SELECTED TEXT —

Content starts

The Aga Khan University’s 10th convocation ceremony was held today at the Aga Khan Pavilion and Complex, Limuru Road, Nairobi. The colourful ceremony was presided over by Mr Yusuf Keshavjee, member of the Board of Trustees, Dr Greg Moran, the University Provost and Mr Firoz Rasul, President of the University. It was attended by vice-chancellors, senior government officials, diplomats, national and international academicians, donors and prominent citizens.
The ceremony saw 54 students graduating, 27 with a Bachelor of Science in Nursing degree and 11 with a Kenya Registered Community Health Nursing Diploma. Sixteen graduands earned Master of Medicine with specialties in Anaesthesiology, Anatomic Pathology, Clinical Pathology, General Surgery, Imaging and Diagnostic Radiology, Internal Medicine, Obstetrics and Gynaecology, and Paediatrics and Child Health.
In his speech, Mr Macharia said that the health workforce is a key pillar in the development of Kenya. He noted that there is need to increase the number of skilled healthcare personnel as well as healthcare facilities in the region, to enable access to quality care for all Kenyans – a constitutional right of a citizen.
He applauded the work of Aga Khan Development Network in health care, education and economic development and thanked the University for its investment in international standard healthcare facilities in East Africa and for its dedication in building capacity in the healthcare sector by training doctors and nurses.
Mr Macharia thanked the University Hospital for its leading role in supporting the victims of the Westgate Mall terrorist attack. Last year, Aga Khan University Hospital (AKUH) was awarded an international accreditation by the US-based Joint Commission International, which constitutes the gold standard in hospital quality and patient safety around the world.
Honourable Macharia congratulated the graduands and urged them to choose to invest the education that they have earned to build a more prosperous future for Kenya and for East Africa.
In his welcome remarks Mr Firoz Rasul noted that this year’s convocation has a special significance as the University also marks 30 years of its founding by the Chancellor, His Highness the Aga Khan.
He said that the University continues to be committed to building capacity in the healthcare sector by training doctors and nurses. In East Africa, the University offers Advanced Nursing Studies programmes in Kenya, Uganda and Tanzania; and Postgraduate Medical Education in Kenya and Tanzania through the Faculty of Health Sciences’ Medical College and School of Nursing and Midwifery. The university currently has a needs blind admission policy and subsidizes 75 per cent of the students tuition fee. In 2013 the university tuition subsidy in its East Africa programmes was over US$13 million.

Content ends

DATASET —
Content starts

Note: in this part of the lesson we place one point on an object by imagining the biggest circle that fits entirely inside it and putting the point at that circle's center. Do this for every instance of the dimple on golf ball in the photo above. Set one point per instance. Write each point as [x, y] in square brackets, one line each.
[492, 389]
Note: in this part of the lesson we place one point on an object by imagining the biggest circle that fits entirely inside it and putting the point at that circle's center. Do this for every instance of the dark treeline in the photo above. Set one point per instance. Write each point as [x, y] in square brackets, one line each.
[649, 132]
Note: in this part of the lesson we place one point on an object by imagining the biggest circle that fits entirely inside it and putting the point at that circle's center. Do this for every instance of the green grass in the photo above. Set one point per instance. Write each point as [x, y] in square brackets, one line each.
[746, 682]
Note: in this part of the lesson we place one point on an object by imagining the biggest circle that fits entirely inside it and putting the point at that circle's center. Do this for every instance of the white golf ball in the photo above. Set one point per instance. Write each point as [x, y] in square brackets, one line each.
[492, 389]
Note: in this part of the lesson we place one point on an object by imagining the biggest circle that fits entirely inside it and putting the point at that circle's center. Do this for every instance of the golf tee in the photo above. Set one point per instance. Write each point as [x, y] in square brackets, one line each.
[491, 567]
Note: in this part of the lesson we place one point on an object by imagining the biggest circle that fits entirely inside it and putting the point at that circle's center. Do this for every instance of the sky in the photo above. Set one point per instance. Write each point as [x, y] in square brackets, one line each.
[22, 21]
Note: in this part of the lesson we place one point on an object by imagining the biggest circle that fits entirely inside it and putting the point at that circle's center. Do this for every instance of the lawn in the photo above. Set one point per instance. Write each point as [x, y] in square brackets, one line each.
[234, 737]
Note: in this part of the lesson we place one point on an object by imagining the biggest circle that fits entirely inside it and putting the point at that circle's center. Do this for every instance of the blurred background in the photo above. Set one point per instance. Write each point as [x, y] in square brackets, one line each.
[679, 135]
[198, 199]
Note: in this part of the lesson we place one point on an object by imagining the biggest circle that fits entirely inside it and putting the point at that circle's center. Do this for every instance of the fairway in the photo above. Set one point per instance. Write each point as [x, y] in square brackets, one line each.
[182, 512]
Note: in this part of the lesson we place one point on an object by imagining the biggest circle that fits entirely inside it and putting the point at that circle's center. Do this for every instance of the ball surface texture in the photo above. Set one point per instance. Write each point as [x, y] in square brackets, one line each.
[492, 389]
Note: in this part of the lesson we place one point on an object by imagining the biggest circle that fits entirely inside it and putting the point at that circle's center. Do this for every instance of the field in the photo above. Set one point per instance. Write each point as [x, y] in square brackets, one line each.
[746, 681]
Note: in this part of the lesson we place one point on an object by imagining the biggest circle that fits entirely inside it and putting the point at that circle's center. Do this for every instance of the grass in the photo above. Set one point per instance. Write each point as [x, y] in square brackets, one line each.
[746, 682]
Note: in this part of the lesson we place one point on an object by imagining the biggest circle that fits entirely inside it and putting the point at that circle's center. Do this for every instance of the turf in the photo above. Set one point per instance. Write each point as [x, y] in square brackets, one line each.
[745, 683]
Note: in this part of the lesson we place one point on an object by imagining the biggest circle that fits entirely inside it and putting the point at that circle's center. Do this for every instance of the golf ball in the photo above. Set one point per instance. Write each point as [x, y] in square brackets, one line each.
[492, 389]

Content ends
Content starts

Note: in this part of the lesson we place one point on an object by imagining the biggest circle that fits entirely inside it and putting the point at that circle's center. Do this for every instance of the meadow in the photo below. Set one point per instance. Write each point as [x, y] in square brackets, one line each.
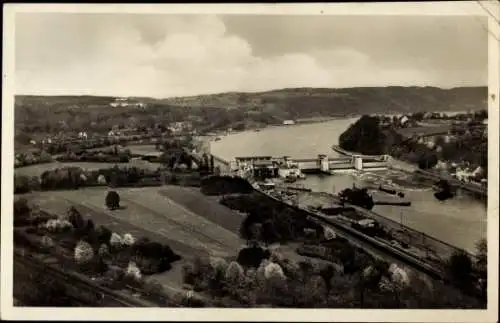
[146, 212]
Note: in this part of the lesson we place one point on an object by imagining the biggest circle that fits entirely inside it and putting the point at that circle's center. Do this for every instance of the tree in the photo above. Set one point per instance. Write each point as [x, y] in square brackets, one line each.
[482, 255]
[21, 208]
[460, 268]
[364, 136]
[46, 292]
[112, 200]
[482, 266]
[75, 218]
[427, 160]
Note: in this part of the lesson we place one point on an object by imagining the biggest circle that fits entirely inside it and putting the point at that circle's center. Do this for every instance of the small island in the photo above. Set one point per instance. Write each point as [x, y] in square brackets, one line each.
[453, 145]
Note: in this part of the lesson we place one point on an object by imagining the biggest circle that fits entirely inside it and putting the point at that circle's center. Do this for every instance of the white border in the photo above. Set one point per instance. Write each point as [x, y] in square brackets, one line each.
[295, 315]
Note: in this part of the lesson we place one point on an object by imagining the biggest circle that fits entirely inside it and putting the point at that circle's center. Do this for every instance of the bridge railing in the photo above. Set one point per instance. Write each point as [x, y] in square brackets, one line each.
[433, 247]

Content ends

Reproduce the passage of the convocation article starting with "In his welcome" and going on through "over US$13 million.".

TASK OUTPUT —
In his welcome remarks Mr Firoz Rasul noted that this year’s convocation has a special significance as the University also marks 30 years of its founding by the Chancellor, His Highness the Aga Khan.
He said that the University continues to be committed to building capacity in the healthcare sector by training doctors and nurses. In East Africa, the University offers Advanced Nursing Studies programmes in Kenya, Uganda and Tanzania; and Postgraduate Medical Education in Kenya and Tanzania through the Faculty of Health Sciences’ Medical College and School of Nursing and Midwifery. The university currently has a needs blind admission policy and subsidizes 75 per cent of the students tuition fee. In 2013 the university tuition subsidy in its East Africa programmes was over US$13 million.